— BEGIN —
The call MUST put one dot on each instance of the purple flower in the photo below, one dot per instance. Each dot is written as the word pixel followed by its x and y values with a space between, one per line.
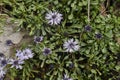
pixel 2 55
pixel 16 63
pixel 3 62
pixel 66 77
pixel 2 72
pixel 47 51
pixel 9 42
pixel 54 18
pixel 71 65
pixel 71 45
pixel 98 36
pixel 38 39
pixel 25 54
pixel 87 28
— END —
### What you should do
Output every line of the listing above as a JSON list of strings, one string per line, with blank lines and pictures omitted.

### Correct result
[
  "The call MUST put one dot on each instance of the purple flower in the photo below, one dot per instance. Each dot is written as the word pixel followed by its x and y values with a space between, one per line.",
  "pixel 2 55",
  "pixel 16 63",
  "pixel 3 62",
  "pixel 66 77",
  "pixel 2 72",
  "pixel 47 51",
  "pixel 9 42",
  "pixel 54 18",
  "pixel 71 65",
  "pixel 71 45",
  "pixel 98 36",
  "pixel 38 39",
  "pixel 25 54",
  "pixel 87 28"
]